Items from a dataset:
*****
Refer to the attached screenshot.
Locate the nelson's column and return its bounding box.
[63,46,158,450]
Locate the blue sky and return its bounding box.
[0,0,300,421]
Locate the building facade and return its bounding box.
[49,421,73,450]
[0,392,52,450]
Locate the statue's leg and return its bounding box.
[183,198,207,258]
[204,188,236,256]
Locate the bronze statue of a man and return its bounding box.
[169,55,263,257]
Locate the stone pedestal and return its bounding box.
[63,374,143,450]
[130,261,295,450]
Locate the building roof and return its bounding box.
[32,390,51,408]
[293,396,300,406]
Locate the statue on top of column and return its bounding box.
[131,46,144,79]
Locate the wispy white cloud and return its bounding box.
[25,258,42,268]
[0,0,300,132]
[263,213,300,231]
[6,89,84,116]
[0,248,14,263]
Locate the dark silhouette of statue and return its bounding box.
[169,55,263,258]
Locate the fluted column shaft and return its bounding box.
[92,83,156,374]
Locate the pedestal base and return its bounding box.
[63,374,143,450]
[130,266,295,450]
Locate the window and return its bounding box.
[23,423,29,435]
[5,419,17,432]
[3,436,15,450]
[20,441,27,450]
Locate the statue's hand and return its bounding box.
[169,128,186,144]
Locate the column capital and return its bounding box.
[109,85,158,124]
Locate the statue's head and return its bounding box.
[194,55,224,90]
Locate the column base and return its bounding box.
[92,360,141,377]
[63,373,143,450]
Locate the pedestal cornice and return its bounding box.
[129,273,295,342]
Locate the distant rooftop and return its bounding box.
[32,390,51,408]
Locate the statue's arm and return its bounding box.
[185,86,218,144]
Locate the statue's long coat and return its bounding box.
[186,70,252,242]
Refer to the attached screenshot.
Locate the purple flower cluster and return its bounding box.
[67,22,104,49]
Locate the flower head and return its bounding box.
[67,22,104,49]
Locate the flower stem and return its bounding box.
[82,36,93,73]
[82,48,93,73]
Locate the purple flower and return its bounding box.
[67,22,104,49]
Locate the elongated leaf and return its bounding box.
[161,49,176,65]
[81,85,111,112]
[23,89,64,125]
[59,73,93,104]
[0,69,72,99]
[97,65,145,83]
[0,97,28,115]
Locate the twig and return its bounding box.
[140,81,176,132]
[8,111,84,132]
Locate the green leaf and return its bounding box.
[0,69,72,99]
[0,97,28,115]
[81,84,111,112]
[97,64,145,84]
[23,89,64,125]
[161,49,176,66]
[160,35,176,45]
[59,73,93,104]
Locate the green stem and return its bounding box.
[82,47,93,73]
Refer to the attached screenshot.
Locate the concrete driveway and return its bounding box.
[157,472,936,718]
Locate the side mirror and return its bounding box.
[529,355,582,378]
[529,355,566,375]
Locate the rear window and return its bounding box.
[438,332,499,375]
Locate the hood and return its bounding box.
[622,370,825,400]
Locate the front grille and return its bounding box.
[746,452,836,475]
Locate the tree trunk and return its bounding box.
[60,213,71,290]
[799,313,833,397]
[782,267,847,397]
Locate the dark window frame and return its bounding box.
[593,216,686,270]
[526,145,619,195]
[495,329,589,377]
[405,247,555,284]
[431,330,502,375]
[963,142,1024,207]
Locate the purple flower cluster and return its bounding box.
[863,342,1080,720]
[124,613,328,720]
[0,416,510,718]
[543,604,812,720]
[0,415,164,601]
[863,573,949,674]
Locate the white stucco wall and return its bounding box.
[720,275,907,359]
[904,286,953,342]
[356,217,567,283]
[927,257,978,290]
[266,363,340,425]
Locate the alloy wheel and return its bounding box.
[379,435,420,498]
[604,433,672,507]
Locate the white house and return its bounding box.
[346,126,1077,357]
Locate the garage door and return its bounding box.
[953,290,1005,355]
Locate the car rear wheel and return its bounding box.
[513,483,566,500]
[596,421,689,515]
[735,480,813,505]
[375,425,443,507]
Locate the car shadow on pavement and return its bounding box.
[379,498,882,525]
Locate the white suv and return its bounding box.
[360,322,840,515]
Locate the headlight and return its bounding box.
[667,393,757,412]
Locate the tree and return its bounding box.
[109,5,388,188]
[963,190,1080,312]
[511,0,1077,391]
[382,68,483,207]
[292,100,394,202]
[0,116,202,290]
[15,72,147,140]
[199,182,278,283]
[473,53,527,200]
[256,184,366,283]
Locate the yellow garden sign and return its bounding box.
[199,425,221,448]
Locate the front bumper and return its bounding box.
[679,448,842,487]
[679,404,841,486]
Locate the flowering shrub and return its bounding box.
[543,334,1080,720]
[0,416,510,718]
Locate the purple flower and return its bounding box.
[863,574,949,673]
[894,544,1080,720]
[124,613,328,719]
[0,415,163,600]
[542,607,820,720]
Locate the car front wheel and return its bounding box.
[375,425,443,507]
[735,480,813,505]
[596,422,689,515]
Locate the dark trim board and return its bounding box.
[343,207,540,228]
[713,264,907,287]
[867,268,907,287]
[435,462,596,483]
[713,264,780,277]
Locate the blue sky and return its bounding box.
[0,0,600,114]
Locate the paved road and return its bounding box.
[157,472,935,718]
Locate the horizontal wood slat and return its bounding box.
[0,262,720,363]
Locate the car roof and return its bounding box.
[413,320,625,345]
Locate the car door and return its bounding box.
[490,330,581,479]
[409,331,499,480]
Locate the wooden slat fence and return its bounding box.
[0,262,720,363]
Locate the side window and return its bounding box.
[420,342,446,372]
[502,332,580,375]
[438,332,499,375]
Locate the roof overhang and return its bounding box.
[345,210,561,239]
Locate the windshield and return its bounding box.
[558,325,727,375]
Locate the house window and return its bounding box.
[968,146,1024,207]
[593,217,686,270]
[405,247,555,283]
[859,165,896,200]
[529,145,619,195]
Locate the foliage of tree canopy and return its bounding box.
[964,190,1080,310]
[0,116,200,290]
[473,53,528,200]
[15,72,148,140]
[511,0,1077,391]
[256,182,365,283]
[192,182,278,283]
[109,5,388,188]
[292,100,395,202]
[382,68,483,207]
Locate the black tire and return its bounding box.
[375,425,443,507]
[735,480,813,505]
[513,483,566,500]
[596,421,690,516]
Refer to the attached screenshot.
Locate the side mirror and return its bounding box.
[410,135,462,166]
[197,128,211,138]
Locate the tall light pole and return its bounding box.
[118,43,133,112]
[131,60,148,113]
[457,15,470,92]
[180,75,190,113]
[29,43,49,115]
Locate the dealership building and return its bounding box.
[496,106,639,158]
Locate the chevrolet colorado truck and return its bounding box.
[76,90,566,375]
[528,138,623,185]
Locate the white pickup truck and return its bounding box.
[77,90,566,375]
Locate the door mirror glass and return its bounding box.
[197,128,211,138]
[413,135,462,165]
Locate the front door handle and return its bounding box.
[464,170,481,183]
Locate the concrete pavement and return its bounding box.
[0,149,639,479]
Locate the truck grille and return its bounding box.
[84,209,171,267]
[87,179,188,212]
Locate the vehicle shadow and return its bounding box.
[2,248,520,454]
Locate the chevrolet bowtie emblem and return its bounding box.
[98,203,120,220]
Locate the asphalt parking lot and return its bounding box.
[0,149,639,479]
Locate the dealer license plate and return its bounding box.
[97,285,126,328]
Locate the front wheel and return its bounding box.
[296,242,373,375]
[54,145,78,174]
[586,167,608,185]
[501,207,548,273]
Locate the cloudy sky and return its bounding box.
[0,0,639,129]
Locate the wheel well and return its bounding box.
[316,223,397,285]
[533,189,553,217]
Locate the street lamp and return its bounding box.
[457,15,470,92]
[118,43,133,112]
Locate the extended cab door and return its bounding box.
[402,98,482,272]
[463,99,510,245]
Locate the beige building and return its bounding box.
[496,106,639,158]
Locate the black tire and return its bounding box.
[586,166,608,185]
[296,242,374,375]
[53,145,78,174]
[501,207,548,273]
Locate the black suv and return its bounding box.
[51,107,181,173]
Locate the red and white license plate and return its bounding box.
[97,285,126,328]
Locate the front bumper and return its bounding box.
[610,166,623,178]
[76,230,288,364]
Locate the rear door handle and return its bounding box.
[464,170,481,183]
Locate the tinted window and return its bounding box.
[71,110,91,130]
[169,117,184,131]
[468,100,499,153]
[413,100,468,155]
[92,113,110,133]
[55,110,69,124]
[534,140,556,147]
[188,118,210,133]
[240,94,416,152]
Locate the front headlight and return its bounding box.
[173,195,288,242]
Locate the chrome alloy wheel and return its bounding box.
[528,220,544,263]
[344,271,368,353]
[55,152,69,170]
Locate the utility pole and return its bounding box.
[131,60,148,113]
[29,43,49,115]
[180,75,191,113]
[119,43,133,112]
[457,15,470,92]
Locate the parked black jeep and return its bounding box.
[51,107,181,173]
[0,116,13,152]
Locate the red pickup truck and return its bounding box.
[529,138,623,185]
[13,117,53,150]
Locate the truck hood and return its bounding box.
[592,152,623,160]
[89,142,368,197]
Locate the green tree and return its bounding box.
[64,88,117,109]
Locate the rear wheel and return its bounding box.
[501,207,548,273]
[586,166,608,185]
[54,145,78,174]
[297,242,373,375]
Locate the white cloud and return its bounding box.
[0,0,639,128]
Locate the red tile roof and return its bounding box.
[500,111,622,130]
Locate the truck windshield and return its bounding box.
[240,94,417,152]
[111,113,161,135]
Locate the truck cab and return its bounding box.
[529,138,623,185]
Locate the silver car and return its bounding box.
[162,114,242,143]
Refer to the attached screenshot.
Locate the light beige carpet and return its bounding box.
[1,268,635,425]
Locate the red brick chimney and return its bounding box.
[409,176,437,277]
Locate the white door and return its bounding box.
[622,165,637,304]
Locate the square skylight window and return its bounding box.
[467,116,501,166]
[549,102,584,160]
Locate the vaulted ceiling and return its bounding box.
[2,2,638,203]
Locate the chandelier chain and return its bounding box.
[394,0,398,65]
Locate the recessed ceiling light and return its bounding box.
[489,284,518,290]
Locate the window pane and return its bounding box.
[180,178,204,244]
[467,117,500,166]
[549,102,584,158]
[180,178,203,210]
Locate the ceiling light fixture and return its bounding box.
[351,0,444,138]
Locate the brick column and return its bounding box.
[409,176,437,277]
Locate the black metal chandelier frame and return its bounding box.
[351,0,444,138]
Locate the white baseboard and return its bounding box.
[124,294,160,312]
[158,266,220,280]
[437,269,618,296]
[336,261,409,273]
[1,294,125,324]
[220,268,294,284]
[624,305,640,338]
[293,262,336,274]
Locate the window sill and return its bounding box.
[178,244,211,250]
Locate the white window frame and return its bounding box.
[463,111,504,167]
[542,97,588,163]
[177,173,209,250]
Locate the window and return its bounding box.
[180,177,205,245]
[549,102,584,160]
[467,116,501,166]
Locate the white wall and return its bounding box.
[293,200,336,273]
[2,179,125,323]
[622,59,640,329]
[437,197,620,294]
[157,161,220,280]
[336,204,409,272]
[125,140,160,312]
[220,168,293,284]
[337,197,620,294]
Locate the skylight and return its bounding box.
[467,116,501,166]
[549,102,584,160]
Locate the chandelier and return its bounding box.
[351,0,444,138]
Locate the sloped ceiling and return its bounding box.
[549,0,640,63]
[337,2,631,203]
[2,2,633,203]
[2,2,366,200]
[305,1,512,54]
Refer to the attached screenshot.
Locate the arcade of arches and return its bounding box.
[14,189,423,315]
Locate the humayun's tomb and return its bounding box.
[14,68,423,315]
*****
Can you output the lines as a two-column CSV with the columns "text" and "answer", starting at the first line and stopping after the line that contains "[169,55,263,257]"? Give one row for each line of text and its answer, with each value in a single quoted field and line breaks replaced by spaces.

text,answer
"Refer to the attached screenshot. Locate the nelson's column and return its bounding box.","[63,46,158,450]"
"Locate the blue sky and return its bounding box.","[0,0,300,421]"
"Locate the building facade and return its bounding box.","[49,421,73,450] [0,392,52,450]"
"Locate the statue's leg and return its bounding box.","[183,198,207,258] [204,188,236,256]"
"Locate the bronze statue of a man and return its bounding box.","[169,55,263,257]"